中国人の心をつかんだのは「日本」「質の高さ」「デザインの簡素さ」「使いやすさ」です。中国版Twitterと呼ばれるSNSのWeiboでは、1年ほど前は化粧水や衣類の投稿が、今年は布団カバーがよく見られます。カフェの利用、お菓子の購入、文房具など、商品のジャンルを問わず手に取る人が多いようです。
中国国内の店舗数は2011年には30数店舗でしたが、5年後の2016年の12月には200店舗目の出店を達成し、本年初頭には229店舗となっています。
現在も新店舗の展開を続けており、2014年12月には成都太古里店が、2015年には上海755旗艦店がオープンしています。そして今年2018年1月、中国南東に位置する香港にほど近い深センに、深業上城店という旗艦店をオープンしました。
「MUJIホテル」は日本よりも北京よりも先に、「深セン」に開業
無印良品の中国旗艦店である深セン深業上城店がオープンした2018年1月18日は、実は世界で初の「MUJI HOTEL」の開業日でもありました。そのため、深セン深業上城店は「無印良品の3つのサービスが一か所に集結」しているとして中国国内でもニュースとなります。3つのサービスとはつまり「旗艦店」「無印良品レストランMUJI Diner」、そして世界初の「MUJI HOTEL」です。
深センは北京、上海と並ぶ高収入な地域でありながら、新参者
MUJI HOTELは2018年1月の深セン開業後、6月末に世界2店舗となるMUJI HOTEL北京店をオープンしています。日本では来年2019年の春、銀座に同じくMUJI HOTELの開業を予定しており、同ホテルには売り場面積世界最大の旗艦店が併設されます。

+++

課題 a:
エントリのうち、「query | rocky cliff」を含む行から「<point>123,164</point>」を含む行までを書き出してください。両端の行も含め、一字一句変えずに写すこと。

データエントリ
+++

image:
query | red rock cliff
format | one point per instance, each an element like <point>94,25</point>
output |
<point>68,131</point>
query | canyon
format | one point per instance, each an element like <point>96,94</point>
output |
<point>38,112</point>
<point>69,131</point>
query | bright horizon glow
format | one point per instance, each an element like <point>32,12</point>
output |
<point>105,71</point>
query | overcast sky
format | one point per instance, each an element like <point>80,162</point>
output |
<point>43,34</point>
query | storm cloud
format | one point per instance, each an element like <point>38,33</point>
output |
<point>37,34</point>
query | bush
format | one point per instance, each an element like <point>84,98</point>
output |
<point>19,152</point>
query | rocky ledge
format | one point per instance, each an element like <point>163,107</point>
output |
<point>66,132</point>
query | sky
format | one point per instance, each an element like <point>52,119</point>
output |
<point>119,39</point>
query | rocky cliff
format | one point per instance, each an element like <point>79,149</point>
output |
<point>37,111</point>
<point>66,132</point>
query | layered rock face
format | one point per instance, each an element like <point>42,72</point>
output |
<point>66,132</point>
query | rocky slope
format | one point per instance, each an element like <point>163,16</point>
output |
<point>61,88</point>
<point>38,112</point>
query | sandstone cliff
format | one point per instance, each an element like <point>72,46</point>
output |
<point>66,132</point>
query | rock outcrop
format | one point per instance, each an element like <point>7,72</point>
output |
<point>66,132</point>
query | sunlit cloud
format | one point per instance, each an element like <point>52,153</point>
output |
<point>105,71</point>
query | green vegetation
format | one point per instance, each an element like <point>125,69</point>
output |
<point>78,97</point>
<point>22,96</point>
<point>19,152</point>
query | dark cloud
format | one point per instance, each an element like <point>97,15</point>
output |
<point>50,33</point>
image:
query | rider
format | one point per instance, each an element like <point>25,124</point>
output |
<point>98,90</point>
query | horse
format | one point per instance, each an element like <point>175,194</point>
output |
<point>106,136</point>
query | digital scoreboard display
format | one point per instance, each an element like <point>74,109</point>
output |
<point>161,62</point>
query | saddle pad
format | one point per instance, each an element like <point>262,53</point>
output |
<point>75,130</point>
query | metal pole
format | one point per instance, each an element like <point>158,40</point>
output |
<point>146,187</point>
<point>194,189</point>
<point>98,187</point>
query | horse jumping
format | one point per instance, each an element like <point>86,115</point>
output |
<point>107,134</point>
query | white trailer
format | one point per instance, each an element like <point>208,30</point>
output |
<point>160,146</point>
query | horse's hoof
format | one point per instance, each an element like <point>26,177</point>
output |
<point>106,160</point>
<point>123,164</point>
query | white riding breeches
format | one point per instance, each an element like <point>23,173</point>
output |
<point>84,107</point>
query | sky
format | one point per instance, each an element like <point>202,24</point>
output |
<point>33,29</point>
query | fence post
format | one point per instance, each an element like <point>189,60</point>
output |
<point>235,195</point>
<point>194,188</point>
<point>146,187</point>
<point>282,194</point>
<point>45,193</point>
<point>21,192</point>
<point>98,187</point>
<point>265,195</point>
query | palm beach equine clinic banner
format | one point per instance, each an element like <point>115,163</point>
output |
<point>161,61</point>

+++

課題 b:
次の(i)〜(iii)が本文の内容と一致するかを、それぞれ「はい」か「いいえ」で答え、判断の根拠となる本文の語句をそのまま引用してください。(i) 中国国内で200店舗目が出店されたのは2016年12月である。(ii) 世界初のMUJI HOTELは北京で開業した。(iii) 銀座に予定されているMUJI HOTELには、売り場面積世界最大の旗艦店が併設される。

想定解答 a:
query | rocky cliff
format | one point per instance, each an element like <point>79,149</point>
output |
<point>37,111</point>
<point>66,132</point>
query | layered rock face
format | one point per instance, each an element like <point>42,72</point>
output |
<point>66,132</point>
query | rocky slope
format | one point per instance, each an element like <point>163,16</point>
output |
<point>61,88</point>
<point>38,112</point>
query | sandstone cliff
format | one point per instance, each an element like <point>72,46</point>
output |
<point>66,132</point>
query | rock outcrop
format | one point per instance, each an element like <point>7,72</point>
output |
<point>66,132</point>
query | sunlit cloud
format | one point per instance, each an element like <point>52,153</point>
output |
<point>105,71</point>
query | green vegetation
format | one point per instance, each an element like <point>125,69</point>
output |
<point>78,97</point>
<point>22,96</point>
<point>19,152</point>
query | dark cloud
format | one point per instance, each an element like <point>97,15</point>
output |
<point>50,33</point>
image:
query | rider
format | one point per instance, each an element like <point>25,124</point>
output |
<point>98,90</point>
query | horse
format | one point per instance, each an element like <point>175,194</point>
output |
<point>106,136</point>
query | digital scoreboard display
format | one point per instance, each an element like <point>74,109</point>
output |
<point>161,62</point>
query | saddle pad
format | one point per instance, each an element like <point>262,53</point>
output |
<point>75,130</point>
query | metal pole
format | one point per instance, each an element like <point>158,40</point>
output |
<point>146,187</point>
<point>194,189</point>
<point>98,187</point>
query | horse jumping
format | one point per instance, each an element like <point>86,115</point>
output |
<point>107,134</point>
query | white trailer
format | one point per instance, each an element like <point>208,30</point>
output |
<point>160,146</point>
query | horse's hoof
format | one point per instance, each an element like <point>26,177</point>
output |
<point>106,160</point>
<point>123,164</point>

想定解答 b:
(i) はい。「2016年の12月には200店舗目の出店を達成し」
(ii) いいえ。「「MUJIホテル」は日本よりも北京よりも先に、「深セン」に開業」
(iii) はい。「同ホテルには売り場面積世界最大の旗艦店が併設されます」